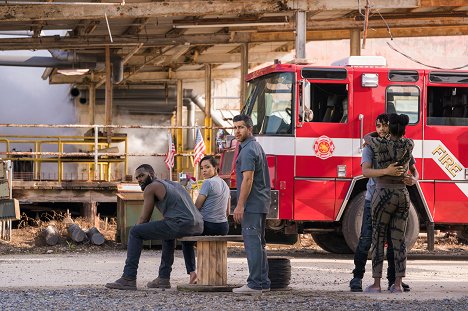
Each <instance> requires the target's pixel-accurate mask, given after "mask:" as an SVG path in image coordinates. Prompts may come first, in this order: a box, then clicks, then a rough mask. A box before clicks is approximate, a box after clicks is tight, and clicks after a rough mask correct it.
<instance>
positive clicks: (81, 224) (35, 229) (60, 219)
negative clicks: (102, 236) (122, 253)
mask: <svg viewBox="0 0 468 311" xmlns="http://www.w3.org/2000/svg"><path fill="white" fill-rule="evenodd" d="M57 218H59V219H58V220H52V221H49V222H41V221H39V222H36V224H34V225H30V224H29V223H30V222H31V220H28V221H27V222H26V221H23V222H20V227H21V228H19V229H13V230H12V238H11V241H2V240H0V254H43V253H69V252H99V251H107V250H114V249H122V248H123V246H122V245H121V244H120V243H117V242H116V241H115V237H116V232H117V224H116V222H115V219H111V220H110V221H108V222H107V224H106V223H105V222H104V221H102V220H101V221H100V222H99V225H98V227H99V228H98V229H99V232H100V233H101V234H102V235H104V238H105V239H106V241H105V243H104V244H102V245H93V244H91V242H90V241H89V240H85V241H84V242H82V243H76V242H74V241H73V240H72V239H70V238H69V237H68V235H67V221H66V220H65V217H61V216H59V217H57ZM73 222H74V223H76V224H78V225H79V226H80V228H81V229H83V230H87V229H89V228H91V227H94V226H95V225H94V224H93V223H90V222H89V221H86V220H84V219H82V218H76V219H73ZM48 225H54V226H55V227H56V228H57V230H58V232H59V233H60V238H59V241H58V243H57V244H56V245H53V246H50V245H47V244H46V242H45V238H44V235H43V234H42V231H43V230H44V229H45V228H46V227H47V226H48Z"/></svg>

********

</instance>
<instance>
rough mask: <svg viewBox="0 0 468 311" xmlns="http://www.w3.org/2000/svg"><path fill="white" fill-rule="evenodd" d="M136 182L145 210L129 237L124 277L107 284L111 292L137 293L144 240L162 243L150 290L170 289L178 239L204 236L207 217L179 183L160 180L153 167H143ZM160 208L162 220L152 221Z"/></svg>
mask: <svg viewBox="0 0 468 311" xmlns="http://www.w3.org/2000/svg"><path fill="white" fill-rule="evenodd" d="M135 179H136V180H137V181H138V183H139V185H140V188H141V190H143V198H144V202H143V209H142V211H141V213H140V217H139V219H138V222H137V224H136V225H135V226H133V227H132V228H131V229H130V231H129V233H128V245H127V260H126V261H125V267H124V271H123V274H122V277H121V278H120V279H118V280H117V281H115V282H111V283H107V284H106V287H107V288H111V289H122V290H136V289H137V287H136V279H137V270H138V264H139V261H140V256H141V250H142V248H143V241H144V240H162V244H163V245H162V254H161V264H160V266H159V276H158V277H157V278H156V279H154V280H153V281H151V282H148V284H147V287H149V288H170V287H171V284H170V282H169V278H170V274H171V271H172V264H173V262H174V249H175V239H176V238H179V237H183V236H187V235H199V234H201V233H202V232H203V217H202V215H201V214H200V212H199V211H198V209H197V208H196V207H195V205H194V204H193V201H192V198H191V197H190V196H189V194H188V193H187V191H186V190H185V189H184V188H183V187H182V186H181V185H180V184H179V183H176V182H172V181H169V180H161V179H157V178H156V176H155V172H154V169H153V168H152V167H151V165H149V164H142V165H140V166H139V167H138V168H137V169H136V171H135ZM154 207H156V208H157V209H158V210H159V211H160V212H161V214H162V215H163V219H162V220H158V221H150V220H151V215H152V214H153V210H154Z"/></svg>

********

• **EXERCISE GOAL**
Above are some records. Copy each of their lines that holds the string "instance".

• **EXPECTED OUTPUT**
Each <instance> requires the target's pixel-accurate mask, given after "mask:" as an SVG path in image coordinates. Prompts may come first, in this order: a box, then clicks, then a rough mask. A box before clicks is approximate, a box after clicks is tight, and clicks after a rough mask correct it.
<instance>
</instance>
<instance>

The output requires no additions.